* _WORK INSTRUCTIONS_
In the copy, keep every line below as it is and leave out the pictures.

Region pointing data
________________

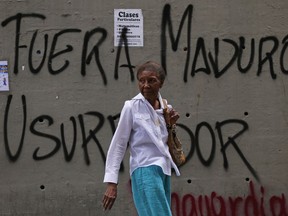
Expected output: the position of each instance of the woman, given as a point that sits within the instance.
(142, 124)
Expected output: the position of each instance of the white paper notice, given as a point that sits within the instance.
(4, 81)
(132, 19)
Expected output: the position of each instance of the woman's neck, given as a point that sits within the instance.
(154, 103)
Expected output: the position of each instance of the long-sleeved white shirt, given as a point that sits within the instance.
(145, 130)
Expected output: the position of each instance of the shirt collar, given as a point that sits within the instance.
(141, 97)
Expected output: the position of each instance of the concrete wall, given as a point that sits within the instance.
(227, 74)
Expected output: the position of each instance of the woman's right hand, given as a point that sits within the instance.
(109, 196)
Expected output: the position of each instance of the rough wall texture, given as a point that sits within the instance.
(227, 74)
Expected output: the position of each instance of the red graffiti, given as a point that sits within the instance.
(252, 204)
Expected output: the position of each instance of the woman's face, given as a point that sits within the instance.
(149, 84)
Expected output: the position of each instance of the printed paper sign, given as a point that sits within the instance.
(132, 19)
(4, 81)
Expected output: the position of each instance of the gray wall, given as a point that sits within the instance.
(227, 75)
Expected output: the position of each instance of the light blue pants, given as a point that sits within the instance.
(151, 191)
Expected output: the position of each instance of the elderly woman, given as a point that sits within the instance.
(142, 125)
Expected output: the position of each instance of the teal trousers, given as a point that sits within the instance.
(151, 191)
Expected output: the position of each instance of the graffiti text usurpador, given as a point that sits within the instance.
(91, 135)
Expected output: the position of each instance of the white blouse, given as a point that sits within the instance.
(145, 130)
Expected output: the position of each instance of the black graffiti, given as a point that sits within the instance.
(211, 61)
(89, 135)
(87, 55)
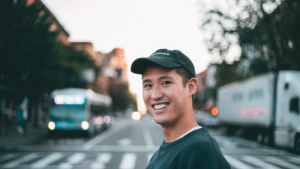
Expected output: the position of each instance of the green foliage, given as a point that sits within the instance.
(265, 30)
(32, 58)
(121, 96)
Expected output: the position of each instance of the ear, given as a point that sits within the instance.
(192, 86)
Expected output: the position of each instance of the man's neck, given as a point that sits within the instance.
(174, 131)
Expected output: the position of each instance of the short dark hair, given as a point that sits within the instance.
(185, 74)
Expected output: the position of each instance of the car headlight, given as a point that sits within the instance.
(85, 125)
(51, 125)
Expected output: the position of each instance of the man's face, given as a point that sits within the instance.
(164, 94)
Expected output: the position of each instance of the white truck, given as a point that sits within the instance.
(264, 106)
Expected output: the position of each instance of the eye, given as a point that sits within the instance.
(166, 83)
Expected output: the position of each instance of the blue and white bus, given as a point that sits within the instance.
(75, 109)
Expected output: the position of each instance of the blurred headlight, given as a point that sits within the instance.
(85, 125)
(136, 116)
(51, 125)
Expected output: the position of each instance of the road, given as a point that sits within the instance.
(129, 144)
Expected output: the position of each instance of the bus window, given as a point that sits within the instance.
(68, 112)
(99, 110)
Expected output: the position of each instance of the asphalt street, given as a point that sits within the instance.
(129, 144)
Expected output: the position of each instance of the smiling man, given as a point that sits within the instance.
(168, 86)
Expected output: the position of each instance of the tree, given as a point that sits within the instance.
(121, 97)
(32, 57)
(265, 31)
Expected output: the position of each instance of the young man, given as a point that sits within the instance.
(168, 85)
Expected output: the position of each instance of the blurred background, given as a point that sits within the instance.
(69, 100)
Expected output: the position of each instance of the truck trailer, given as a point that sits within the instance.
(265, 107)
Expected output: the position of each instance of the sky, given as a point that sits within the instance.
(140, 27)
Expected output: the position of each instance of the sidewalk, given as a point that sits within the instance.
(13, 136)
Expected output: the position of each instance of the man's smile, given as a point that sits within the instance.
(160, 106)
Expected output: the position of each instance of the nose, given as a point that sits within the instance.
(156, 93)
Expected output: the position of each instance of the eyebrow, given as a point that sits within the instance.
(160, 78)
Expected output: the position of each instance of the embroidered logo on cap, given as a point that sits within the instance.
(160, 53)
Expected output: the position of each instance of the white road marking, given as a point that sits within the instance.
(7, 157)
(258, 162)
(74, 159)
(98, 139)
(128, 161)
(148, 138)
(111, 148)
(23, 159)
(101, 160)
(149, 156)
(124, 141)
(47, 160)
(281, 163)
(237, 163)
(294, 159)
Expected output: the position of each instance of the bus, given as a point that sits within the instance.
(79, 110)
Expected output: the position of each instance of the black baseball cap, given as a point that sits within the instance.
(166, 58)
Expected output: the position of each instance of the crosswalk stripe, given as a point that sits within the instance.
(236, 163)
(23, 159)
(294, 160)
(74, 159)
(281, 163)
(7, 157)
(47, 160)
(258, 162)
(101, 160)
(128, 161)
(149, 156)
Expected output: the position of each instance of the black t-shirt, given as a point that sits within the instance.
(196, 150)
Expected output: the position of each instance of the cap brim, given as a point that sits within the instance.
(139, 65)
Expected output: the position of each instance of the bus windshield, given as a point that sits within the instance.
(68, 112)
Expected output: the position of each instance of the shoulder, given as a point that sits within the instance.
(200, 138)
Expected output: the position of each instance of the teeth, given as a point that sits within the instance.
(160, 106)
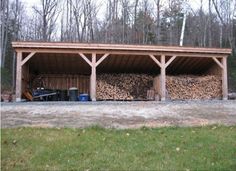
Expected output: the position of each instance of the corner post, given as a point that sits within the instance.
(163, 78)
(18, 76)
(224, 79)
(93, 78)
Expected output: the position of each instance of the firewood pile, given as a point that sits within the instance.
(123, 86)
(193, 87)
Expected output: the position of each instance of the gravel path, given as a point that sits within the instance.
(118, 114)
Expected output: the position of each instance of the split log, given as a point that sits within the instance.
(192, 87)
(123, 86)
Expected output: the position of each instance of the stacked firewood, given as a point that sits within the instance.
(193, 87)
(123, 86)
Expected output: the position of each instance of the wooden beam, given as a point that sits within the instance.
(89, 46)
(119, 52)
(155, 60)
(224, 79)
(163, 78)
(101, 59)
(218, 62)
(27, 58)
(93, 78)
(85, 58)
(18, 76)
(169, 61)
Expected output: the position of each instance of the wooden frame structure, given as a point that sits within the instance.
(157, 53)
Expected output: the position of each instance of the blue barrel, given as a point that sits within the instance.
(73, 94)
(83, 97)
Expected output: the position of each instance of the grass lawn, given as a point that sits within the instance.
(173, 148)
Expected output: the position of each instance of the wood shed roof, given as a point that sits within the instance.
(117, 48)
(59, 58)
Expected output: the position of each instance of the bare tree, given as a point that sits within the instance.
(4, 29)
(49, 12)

________________

* _REPLY TO THE TASK_
Expected output: the position of each instance of the woman, given as a point that sits within the instance.
(142, 124)
Expected output: the position of each instance of the white paper notice, given as a point that sits within the instance.
(4, 81)
(132, 19)
Expected output: the position of each instance of the woman's neck, given as a point that sits within the instance.
(154, 103)
Expected output: the position of each instance of the long-sleeved white shirt, given as a point that sits within the instance.
(145, 130)
Expected output: the position of each instance of the shirt collar, given as a point that sits within the instance.
(141, 97)
Expected output: the position of each instance of the concrete wall, given as a point that sits within the instance.
(227, 74)
Expected output: the position of each instance of the woman's right hand, given as a point that sits within the instance.
(109, 196)
Expected output: the position of each instance of the rough wall texture, given as a point that sits within the instance.
(227, 74)
Expected output: the position of each instance of the red graffiti, given as a point that sits within the instance.
(252, 204)
Expected output: the position of each instance of the woman's face, given as a point that sits within the instance.
(149, 84)
Expected output: the position of each instance of the printed paper sign, given as a point that sits within the instance.
(132, 19)
(4, 81)
Expected output: the position of each instance of the gray wall, given as a point that sits within the instance.
(227, 75)
Expected output: the position of each instance of the light blue pants, given as a point that sits within the instance.
(151, 191)
Expected output: the position of each instance of the elderly woman, given as a point that sits within the instance.
(142, 125)
Expected output: the position of each instance of the teal trousers, given as a point that sits within the instance.
(151, 191)
Expected output: the position of each instance of the graffiti text usurpador, given as a point that sits within the instance.
(91, 135)
Expected output: the position of each instance of the white blouse, given as a point that sits within the instance.
(145, 130)
Expected output: the position of each instance of the black graffiti, given as a point that sits within the instance.
(211, 61)
(89, 135)
(87, 55)
Expected output: the position of each instance of the green foliage, given as a point that sits within the instance.
(265, 30)
(32, 58)
(121, 96)
Expected output: the position of each instance of the ear, given as a point that sits within the instance.
(192, 86)
Expected output: the position of each instance of the man's neck, given as a point that sits within the instance.
(174, 131)
Expected output: the position of each instance of the short dark hair, given as a point that sits within the instance.
(185, 74)
Expected output: the position of each instance of the car headlight, given as a point that sits within the instance.
(85, 125)
(51, 125)
Expected output: the position of each instance of the man's face, given as a point that sits within the instance.
(164, 94)
Expected output: the position of each instance of the white truck, given as a point that sits within the instance.
(264, 106)
Expected output: the position of each instance of the eye, given as a point that sits within the instance.
(166, 83)
Expected output: the position of each instance of the blue and white bus, given as a point that sits within the instance.
(75, 109)
Expected output: the position of each instance of the blurred headlight, given as a point that sits within the instance.
(85, 125)
(136, 116)
(51, 125)
Expected output: the position of each instance of the road, given as a point that sits within the instance.
(129, 144)
Expected output: the position of each instance of the bus window, given as a point that sits within the instance.
(68, 112)
(99, 110)
Expected output: the position of each instance of the asphalt street, given as a point that sits within the instance.
(129, 144)
Expected output: the position of each instance of the smiling man, given as a point that sits within the instance.
(168, 86)
Expected output: the position of each instance of the tree, given as a point that sits within the instance.
(121, 97)
(32, 57)
(265, 31)
Expected output: the position of each instance of the young man, given as a point that sits within the instance.
(168, 85)
Expected output: the position of each instance of the blurred background, given as a point that sits within the instance.
(69, 100)
Expected output: the position of each instance of the truck trailer, given as a point that sits within the instance.
(265, 107)
Expected output: the position of each instance of the sky, given as a point that sits within the instance.
(140, 27)
Expected output: the position of each instance of the sidewalk, given as a point that sits within the instance.
(13, 136)
Expected output: the position of each instance of the man's smile, given as a point that sits within the instance.
(160, 106)
Expected output: the position of each instance of the nose, given as a point that sits within the instance.
(156, 93)
Expected output: the position of each instance of the eyebrow, given as a point that sits within the instance.
(160, 78)
Expected output: the position of each instance of the embroidered logo on cap, given as a point that sits within the instance.
(160, 53)
Expected output: the position of each instance of the white road marking, given as a point that sits within the instance.
(7, 157)
(258, 162)
(74, 159)
(98, 139)
(128, 161)
(148, 138)
(111, 148)
(23, 159)
(101, 160)
(149, 156)
(124, 141)
(47, 160)
(281, 163)
(237, 163)
(294, 159)
Expected output: the position of each instance of the bus, given as a point that sits within the instance.
(79, 110)
Expected output: the position of each instance of the black baseball cap, given as a point that sits within the instance.
(166, 58)
Expected output: the position of each instance of the crosswalk stripe, given as a point that sits within the instance.
(236, 163)
(23, 159)
(294, 160)
(74, 159)
(281, 163)
(7, 157)
(47, 160)
(258, 162)
(101, 160)
(128, 161)
(149, 156)
Expected output: the position of each instance of the black t-shirt, given as a point that sits within the instance.
(196, 150)
Expected output: the position of each instance of the cap brim, given as a point that sits within the instance.
(139, 65)
Expected output: the position of each instance of the bus windshield, given as a point that sits within the instance.
(68, 112)
Expected output: the position of each instance of the shoulder, given as a point that sits within the instance.
(200, 138)
Expected output: the position of each instance of the teeth, given as a point that sits within the instance.
(160, 106)
Expected output: the position of each instance of the corner post, given as a point that sits within the instance.
(163, 78)
(18, 76)
(224, 79)
(93, 78)
Expected output: the position of each instance of the firewood pile, given as a point that sits within the instance.
(123, 86)
(193, 87)
Expected output: the position of each instance of the gravel path, given as a point that sits within the instance.
(118, 114)
Expected output: the position of each instance of the split log, given as a point that sits within the instance.
(192, 87)
(123, 86)
Expected output: the position of each instance of the stacked firewood, given as a point that sits within the instance.
(193, 87)
(123, 86)
Expected output: the position of each instance of the wooden beam, given as a point that sits within the instance.
(89, 46)
(119, 52)
(155, 60)
(224, 79)
(163, 78)
(101, 59)
(218, 62)
(27, 58)
(93, 78)
(85, 58)
(18, 76)
(169, 61)
Expected output: the position of each instance of the wooden frame structure, given as a point that sits within the instance.
(157, 53)
Expected output: the position of each instance of the blue barrel, given as a point that sits within the instance.
(73, 94)
(83, 97)
Expected output: the position of each instance of the grass lawn, given as a point that sits within the instance.
(173, 148)
Expected output: the position of each instance of the wood shed roof, given as a point that sits within the instance.
(117, 48)
(59, 58)
Expected output: the position of each instance of the bare tree, given as a point that sits within the instance.
(4, 29)
(49, 12)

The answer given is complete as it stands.